BEGIN Entries provided
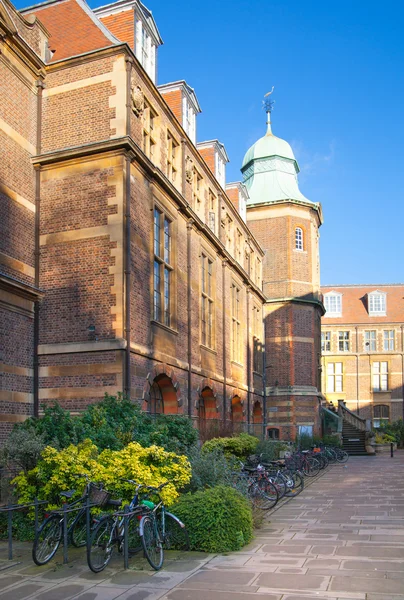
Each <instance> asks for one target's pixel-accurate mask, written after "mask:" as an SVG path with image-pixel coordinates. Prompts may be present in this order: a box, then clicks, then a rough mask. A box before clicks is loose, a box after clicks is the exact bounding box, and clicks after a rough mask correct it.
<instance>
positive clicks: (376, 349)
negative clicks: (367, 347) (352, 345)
mask: <svg viewBox="0 0 404 600" xmlns="http://www.w3.org/2000/svg"><path fill="white" fill-rule="evenodd" d="M372 334H374V335H372ZM367 342H369V344H368V346H369V347H368V348H367V347H366V344H367ZM363 347H364V349H365V352H376V351H377V331H376V329H365V331H364V332H363Z"/></svg>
END Entries provided
■ Task to carry out
Set down exactly the lines beginning at the one that holds "positive clicks: (376, 349)" and ending with the last line of the data.

■ Solution for this exercise
positive clicks: (376, 349)
negative clicks: (367, 347) (352, 345)
mask: <svg viewBox="0 0 404 600" xmlns="http://www.w3.org/2000/svg"><path fill="white" fill-rule="evenodd" d="M372 334H374V335H372ZM367 342H369V344H368V346H369V347H368V348H367V347H366V344H367ZM363 347H364V349H365V352H376V351H377V331H376V329H365V331H364V332H363Z"/></svg>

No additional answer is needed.